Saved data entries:

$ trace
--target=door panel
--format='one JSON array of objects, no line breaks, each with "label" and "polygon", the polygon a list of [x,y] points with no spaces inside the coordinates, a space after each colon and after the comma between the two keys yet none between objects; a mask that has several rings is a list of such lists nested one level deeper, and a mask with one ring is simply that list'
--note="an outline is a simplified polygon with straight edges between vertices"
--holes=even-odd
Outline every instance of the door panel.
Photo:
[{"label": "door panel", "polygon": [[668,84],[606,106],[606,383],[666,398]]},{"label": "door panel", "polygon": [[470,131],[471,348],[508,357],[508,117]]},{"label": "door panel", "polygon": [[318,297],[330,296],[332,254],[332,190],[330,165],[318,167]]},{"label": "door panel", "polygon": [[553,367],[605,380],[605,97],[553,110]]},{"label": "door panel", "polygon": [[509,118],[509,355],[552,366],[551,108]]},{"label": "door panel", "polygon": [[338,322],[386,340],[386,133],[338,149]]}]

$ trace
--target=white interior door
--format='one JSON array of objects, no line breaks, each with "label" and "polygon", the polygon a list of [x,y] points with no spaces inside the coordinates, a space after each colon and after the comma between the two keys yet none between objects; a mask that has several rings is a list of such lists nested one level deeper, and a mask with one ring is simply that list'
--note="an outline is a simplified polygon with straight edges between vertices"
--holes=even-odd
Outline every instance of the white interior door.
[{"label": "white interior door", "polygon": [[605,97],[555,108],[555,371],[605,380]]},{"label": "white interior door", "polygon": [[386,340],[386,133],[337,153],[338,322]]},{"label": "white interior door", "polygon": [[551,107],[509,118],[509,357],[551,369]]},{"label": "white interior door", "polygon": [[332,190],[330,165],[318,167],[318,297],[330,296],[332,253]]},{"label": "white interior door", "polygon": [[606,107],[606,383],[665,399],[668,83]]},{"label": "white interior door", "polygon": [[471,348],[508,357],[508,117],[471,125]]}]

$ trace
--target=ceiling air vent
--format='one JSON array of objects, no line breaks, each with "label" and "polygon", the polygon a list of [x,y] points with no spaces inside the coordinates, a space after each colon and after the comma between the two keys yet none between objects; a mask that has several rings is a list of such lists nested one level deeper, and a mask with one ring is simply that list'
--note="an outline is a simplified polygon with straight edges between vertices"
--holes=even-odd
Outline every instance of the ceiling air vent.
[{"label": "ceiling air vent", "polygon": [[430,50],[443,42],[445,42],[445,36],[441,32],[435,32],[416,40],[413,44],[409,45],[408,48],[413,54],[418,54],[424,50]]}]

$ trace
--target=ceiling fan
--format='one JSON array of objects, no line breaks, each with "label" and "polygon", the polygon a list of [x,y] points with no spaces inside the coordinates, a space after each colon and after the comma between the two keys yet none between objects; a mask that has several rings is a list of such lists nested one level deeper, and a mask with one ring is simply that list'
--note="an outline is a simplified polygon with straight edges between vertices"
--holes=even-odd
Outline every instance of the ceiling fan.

» **EXERCISE DESCRIPTION**: Return all of the data exactly as it reads.

» **COMPLETED EXERCISE**:
$ trace
--target=door panel
--format='one JSON array of objects, no line breaks, each with "label" and "polygon", the polygon a list of [x,y] points with no spaces inside the coordinates, a space after each colon and after the comma between the two keys yet none between objects; a mask that has several rings is a list of such lists nested one level deeper, and a mask with one ring is simply that list'
--note="an outline is a simplified polygon with straight edges between vertices"
--holes=even-odd
Outline every instance of the door panel.
Photo:
[{"label": "door panel", "polygon": [[668,84],[606,106],[606,383],[666,398]]},{"label": "door panel", "polygon": [[470,131],[471,348],[508,357],[508,117]]},{"label": "door panel", "polygon": [[318,297],[330,296],[332,254],[332,190],[330,165],[318,167]]},{"label": "door panel", "polygon": [[553,367],[605,380],[605,97],[553,110]]},{"label": "door panel", "polygon": [[509,118],[509,355],[552,366],[551,108]]},{"label": "door panel", "polygon": [[338,322],[386,340],[386,133],[338,149]]}]

$ trace
--target=white interior door
--format='one JSON array of objects, no line breaks, each with "label" and "polygon", the polygon a list of [x,y] points with no spaces inside the coordinates, a space after each colon and after the comma between the two keys yet none between objects; a mask that has several rings is a list of such lists nested one level deeper, and a mask with one ring is simply that list'
--note="an outline is a simplified polygon with straight edges between vertices"
--holes=even-odd
Outline every instance of the white interior door.
[{"label": "white interior door", "polygon": [[605,97],[555,108],[555,371],[605,380]]},{"label": "white interior door", "polygon": [[386,340],[386,133],[337,153],[338,322]]},{"label": "white interior door", "polygon": [[551,107],[509,118],[509,357],[551,369]]},{"label": "white interior door", "polygon": [[332,190],[330,165],[318,167],[318,297],[330,296],[332,253]]},{"label": "white interior door", "polygon": [[606,107],[606,383],[665,399],[668,83]]},{"label": "white interior door", "polygon": [[471,348],[508,357],[508,117],[471,125]]}]

$ trace
--target=ceiling air vent
--format='one JSON array of objects, no line breaks, each with "label" and "polygon", the polygon a list of [x,y] points with no spaces inside the coordinates, a space after each colon and after the comma between the two keys yet none between objects; a mask that has several rings is a list of such lists nested one level deeper, and a mask with one ring is simply that list'
--note="an outline is a simplified polygon with straight edges between vertices"
--holes=even-odd
Outline every instance of the ceiling air vent.
[{"label": "ceiling air vent", "polygon": [[430,50],[443,42],[445,42],[445,36],[441,32],[435,32],[416,40],[413,44],[409,45],[408,48],[413,54],[418,54],[424,50]]}]

$ trace
--target=ceiling fan
--format='one JSON array of objects, no line breaks, each with "label" and "polygon", the polygon a list of [x,y] points with no spaces inside the coordinates, a space after each colon and after the comma between the two keys yet none between objects; a mask that has several rings is a list of such lists nested one level deeper, and a mask with one ring is simply that list'
--note="an outline is a simplified polygon with straight edges between vertices"
--holes=even-odd
Outline every instance of the ceiling fan.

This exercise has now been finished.